## TO-DO LIST
[1] In the forum thread on escaping the UK, reproduce verbatim the passage from "1-No Planes" to "the swim test.".
[2] In the thread about escaping the UK, what does philistine say they would hide in during the crossing?

## DOCUMENT
.....
# Escaping the UK



## EvermenEXE (Jun 26, 2013)

So for all residents of the UK. How would you go about escaping to mainland Europe?

Only three rules:

1-No Planes
2-No Swimming the Chunnel
3-Be Descreet

I'm totally open for ingenious methods btw, the two characters are literally designed to be capable of pulling off most physical tasks.


----------



## DPVP (Jun 26, 2013)

Not a uk resident but just thinking about why Columbia engineering students don't have to take the swim test.

build get passage on or steal a boat

or they could take that train under the channel that goes to France. Maybe they could walk it.


----------



## EvermenEXE (Jun 26, 2013)

I was thinking about them walking it, but when I asked a friend of mine from the UK she said there wasn't any way to get across the Chunnel beyond traditional means.


----------



## DPVP (Jun 26, 2013)

? Is that a cant walk it as in you can't walk the subway tunnels in NYC? I whould think they whould have auxiliary access tunneling for repair and rescue crews



did some research, asylum speakers and illegal imaginings to the uk have jumped on board the trains illigaly before


----------



## philistine (Jun 26, 2013)

Contact a fisherman in a decent-sized vessel, and pay him off to covertly transport me to the mainland. 

I would be hiding in a hollow crate of salted herring with a pack of smokes and a bottle of Talisker.


----------



## EvermenEXE (Jun 26, 2013)

philistine said:


> Contact a fisherman in a decent-sized vessel, and pay him off to covertly transport me to the mainland.
> 
> I would be hiding in a hollow crate of salted herring with a pack of smokes and a bottle of Talisker.


That is the most beautiful escape plan I have ever heard. You have my kudos sir.


----------



## movieman (Jun 27, 2013)
.....
Data extracted from a collection:
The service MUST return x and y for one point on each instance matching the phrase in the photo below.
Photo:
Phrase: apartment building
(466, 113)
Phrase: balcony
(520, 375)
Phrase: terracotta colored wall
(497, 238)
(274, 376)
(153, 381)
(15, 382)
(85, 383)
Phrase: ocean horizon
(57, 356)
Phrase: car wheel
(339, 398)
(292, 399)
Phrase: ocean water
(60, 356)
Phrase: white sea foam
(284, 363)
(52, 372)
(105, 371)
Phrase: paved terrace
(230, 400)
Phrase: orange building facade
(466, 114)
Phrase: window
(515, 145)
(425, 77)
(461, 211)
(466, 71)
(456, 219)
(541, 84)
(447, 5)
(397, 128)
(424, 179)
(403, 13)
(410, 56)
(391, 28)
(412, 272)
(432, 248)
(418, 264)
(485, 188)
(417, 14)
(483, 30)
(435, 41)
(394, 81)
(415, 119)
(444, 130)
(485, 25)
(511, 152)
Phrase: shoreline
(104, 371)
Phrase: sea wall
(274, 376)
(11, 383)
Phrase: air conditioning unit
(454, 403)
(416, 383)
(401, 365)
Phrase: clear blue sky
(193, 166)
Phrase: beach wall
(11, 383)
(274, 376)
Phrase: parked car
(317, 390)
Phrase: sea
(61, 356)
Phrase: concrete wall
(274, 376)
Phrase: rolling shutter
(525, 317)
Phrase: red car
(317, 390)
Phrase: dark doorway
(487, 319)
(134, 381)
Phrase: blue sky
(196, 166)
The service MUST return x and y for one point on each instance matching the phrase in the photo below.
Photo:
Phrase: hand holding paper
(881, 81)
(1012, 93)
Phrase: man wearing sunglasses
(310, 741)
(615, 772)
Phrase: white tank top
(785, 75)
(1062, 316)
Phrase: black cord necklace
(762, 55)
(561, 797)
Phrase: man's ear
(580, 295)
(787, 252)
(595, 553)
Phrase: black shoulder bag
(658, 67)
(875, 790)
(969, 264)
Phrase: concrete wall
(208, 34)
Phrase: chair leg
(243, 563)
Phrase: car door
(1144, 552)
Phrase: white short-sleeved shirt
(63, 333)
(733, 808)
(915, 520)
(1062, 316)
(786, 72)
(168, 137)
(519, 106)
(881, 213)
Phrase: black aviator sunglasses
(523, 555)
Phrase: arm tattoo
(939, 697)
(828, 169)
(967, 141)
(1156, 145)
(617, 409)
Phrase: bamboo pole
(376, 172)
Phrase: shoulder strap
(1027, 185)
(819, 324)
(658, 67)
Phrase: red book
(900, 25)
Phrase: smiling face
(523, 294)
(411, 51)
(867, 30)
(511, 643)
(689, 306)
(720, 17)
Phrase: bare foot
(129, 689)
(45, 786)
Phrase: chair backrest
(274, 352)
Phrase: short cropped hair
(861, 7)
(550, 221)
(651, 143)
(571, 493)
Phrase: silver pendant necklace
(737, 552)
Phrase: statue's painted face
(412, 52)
.....
## RESULTS FOR EACH TASK
[1]
1-No Planes
2-No Swimming the Chunnel
3-Be Descreet

I'm totally open for ingenious methods btw, the two characters are literally designed to be capable of pulling off most physical tasks.


----------



## DPVP (Jun 26, 2013)

Not a uk resident but just thinking about why Columbia engineering students don't have to take the swim test.

[2] A hollow crate of salted herring.